DATA FOR THE TASK:
★ ★ ★

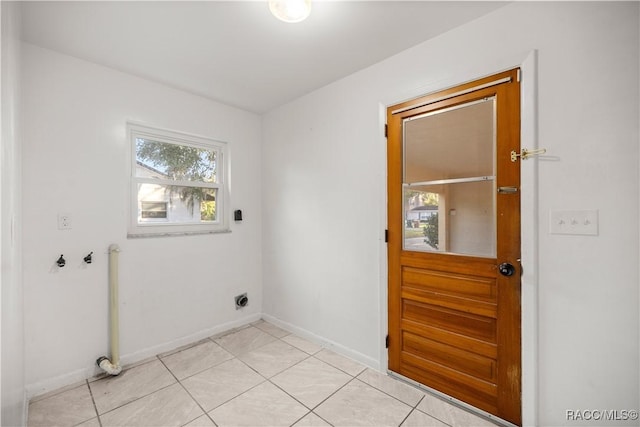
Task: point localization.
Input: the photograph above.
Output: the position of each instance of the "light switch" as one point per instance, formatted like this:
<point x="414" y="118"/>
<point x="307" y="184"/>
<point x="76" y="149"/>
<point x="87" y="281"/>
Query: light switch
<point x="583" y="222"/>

★ ★ ★

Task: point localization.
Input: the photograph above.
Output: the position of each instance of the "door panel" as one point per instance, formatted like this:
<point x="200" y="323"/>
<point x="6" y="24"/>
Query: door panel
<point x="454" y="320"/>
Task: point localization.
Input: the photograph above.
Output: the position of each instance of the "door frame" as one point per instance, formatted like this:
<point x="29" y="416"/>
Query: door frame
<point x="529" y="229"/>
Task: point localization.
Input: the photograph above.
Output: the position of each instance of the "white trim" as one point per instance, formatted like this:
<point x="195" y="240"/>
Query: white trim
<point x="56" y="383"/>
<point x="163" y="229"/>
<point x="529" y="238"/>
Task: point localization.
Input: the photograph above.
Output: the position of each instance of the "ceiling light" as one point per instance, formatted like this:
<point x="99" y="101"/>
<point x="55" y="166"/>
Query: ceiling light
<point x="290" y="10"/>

★ ★ ★

WHAT IS BEING ASKED: How many lines in the records above contain the word "door"? Reply with the number alone.

SOLUTION TO THE EXERCISE: 4